◆ TO DO ◆
Only one stretch of the listing below is wanted. Begin at the line that has "Target: clear sky", stop after the line that has "Kindly mark the innermost point of each instance of the pine", and repeat every line in between exactly.

◆ DATA IN THIS EXERCISE ◆
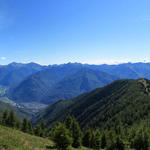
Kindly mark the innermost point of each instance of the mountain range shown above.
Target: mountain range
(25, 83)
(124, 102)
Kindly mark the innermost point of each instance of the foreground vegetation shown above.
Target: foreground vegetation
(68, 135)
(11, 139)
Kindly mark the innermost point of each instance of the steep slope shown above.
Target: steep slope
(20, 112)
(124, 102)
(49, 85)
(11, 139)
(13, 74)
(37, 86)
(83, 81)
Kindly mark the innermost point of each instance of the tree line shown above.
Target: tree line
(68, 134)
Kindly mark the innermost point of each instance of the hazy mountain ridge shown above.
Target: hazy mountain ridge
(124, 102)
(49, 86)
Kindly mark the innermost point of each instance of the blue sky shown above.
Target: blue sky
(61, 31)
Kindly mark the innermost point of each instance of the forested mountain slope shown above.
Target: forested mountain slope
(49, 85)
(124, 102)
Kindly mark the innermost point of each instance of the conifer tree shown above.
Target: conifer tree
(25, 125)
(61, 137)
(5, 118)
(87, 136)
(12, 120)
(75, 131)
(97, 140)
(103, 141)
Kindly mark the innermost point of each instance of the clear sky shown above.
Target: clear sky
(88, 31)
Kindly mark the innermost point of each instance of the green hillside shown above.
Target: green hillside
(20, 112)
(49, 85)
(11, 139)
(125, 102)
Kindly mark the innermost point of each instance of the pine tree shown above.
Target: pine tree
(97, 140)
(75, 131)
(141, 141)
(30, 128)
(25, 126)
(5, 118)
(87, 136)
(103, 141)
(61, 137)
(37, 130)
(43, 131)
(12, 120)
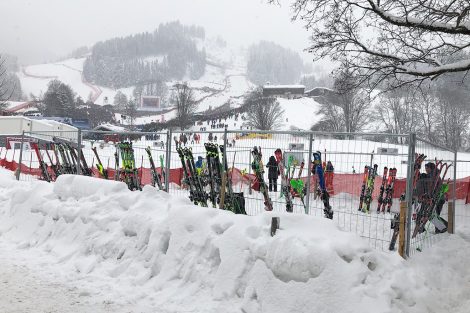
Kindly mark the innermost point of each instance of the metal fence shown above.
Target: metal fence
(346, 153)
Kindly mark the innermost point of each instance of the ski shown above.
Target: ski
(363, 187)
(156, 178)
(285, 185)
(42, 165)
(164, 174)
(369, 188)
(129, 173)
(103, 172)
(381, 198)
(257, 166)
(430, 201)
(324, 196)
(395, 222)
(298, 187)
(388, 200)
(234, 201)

◆ TASK RESPONSE ◆
Target: clear sky
(88, 31)
Kindly mark the innermost point of each instance of the green hillside shown above.
Target: green hillside
(20, 112)
(49, 85)
(11, 139)
(125, 102)
Kindly mark the innermost point of each instance of the pine tree shown above.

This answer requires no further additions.